### FRAGMENTO PARA LEER
##############################

CULTURA › UNA ENTREVISTA CON EL CUENTISTA Y NOVELISTA ALFREDO BRYCE ECHENIQUE

“Escribo con el mismo desorden de la vida”

De visita en Buenos Aires, donde vino a dar una conferencia sobre el humor en la literatura hispanoamericana, el premiado escritor peruano habla de las dificultades para instalarse en su país, de las secuelas que dejó el gobierno de Fujimori y del libro de “antimemorias” que está escribiendo.

Por Angel Berlanga

La primera visita de Alfredo Bryce Echenique a Buenos Aires fue algo extraña. Apenas llegó, unos colegas le advirtieron que había caído en una trampa: el congreso de escritores al que lo habían invitado, organizado por funcionarios del gobierno de Carlos Menem, tenía intenciones proselitistas. Según él relata, los anfitriones lo alojaron en el Hotel Bauen, le cortaron el teléfono de la habitación y le aseguraron que era imposible cambiar el pasaje de regreso fechado para tres meses más adelante. “Me dijeron –recuerda ahora, catorce años más tarde, en el Centro Cultural de España– que hasta habían decidido que tenía que acompañar a Menem a un acto.”
–¿Dónde era el acto?
–Me dijeron que tenía que clausurar un acto en el Teatro Cervantes, que iban a llenarlo con gente traída en camiones. Entonces les dije: “Si me dan un teléfono, un whisky y un pasaje, hablo lo que quieran”. En un segundo me cambiaron la fecha, me dieron una copa y me permitieron avisar a mi casa. Fui y no sé qué sandez dije.
–¿Qué dijo?
–Parafraseando uno de los cuentos breves de Augusto Monterroso, Fecundidad, dije: “Esta tarde me siento bien, como Balzac: estoy terminando este discurso”. Eso fue todo lo que dije. Aplaudieron todos. Una parodia de clausura. Menem se enojó mucho conmigo.

##############################

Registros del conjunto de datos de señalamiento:
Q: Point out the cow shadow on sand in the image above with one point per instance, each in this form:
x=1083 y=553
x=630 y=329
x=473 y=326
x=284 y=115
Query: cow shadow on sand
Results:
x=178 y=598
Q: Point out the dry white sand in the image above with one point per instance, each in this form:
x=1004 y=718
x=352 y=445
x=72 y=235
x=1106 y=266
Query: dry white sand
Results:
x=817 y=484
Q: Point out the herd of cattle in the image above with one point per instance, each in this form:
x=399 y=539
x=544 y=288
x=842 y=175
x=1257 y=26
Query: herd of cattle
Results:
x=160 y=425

##############################

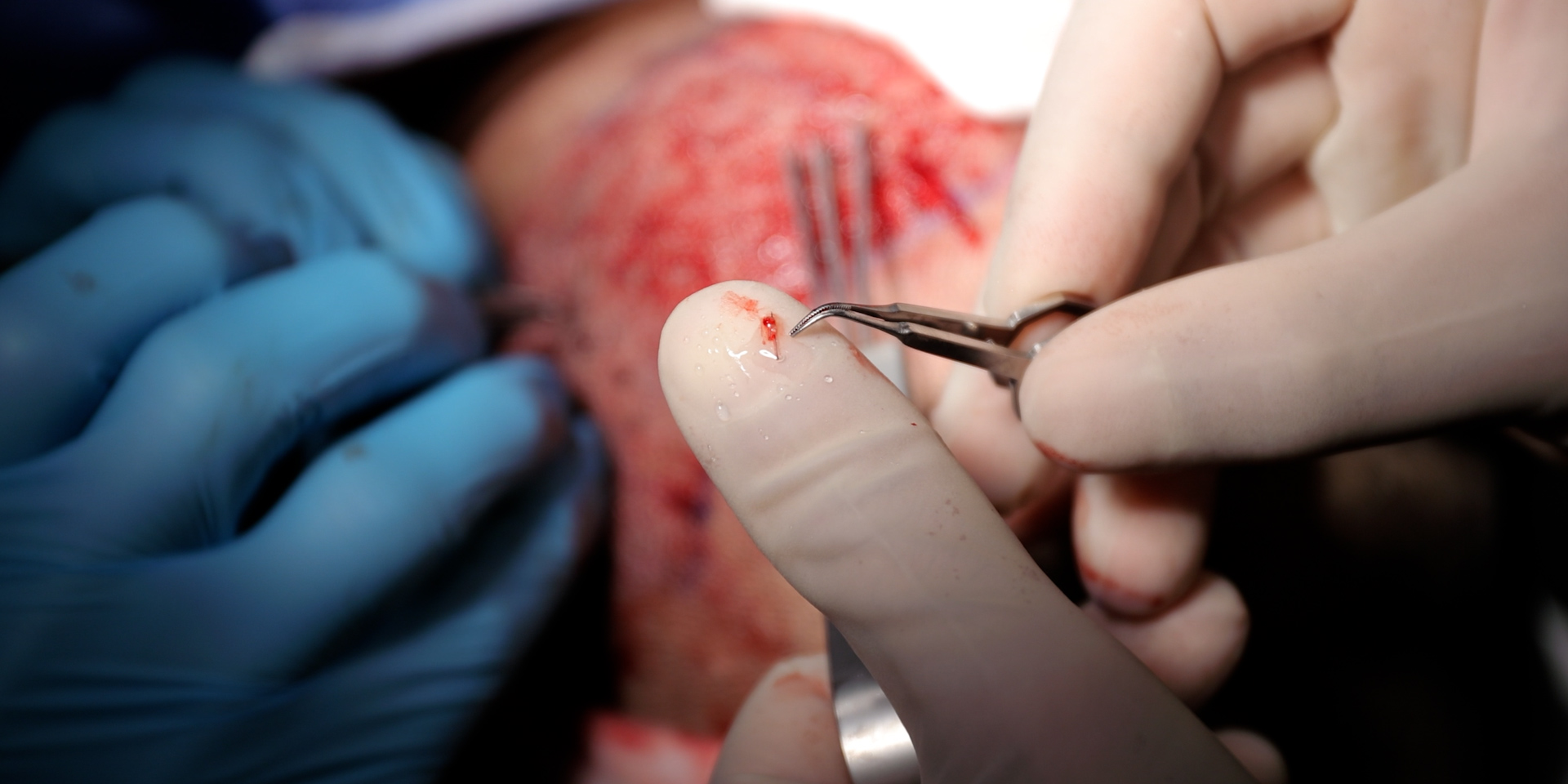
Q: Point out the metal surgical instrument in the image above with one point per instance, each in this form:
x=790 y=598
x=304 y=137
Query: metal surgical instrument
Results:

##############################

### PARA TRABAJAR
• 1. En la entrevista, ¿en qué hotel alojaron a Bryce Echenique durante su primera visita a Buenos Aires?
• 2. Copia de la entrevista el tramo que va desde "CULTURA › UNA ENTREVISTA CON" hasta "que está escribiendo.", ambos incluidos, y reemplaza "conferencia" por "charla".

### EJERCICIO RESUELTO
• 1. En el Hotel Bauen.

• 2.
CULTURA › UNA ENTREVISTA CON EL CUENTISTA Y NOVELISTA ALFREDO BRYCE ECHENIQUE

“Escribo con el mismo desorden de la vida”

De visita en Buenos Aires, donde vino a dar una charla sobre el humor en la literatura hispanoamericana, el premiado escritor peruano habla de las dificultades para instalarse en su país, de las secuelas que dejó el gobierno de Fujimori y del libro de “antimemorias” que está escribiendo.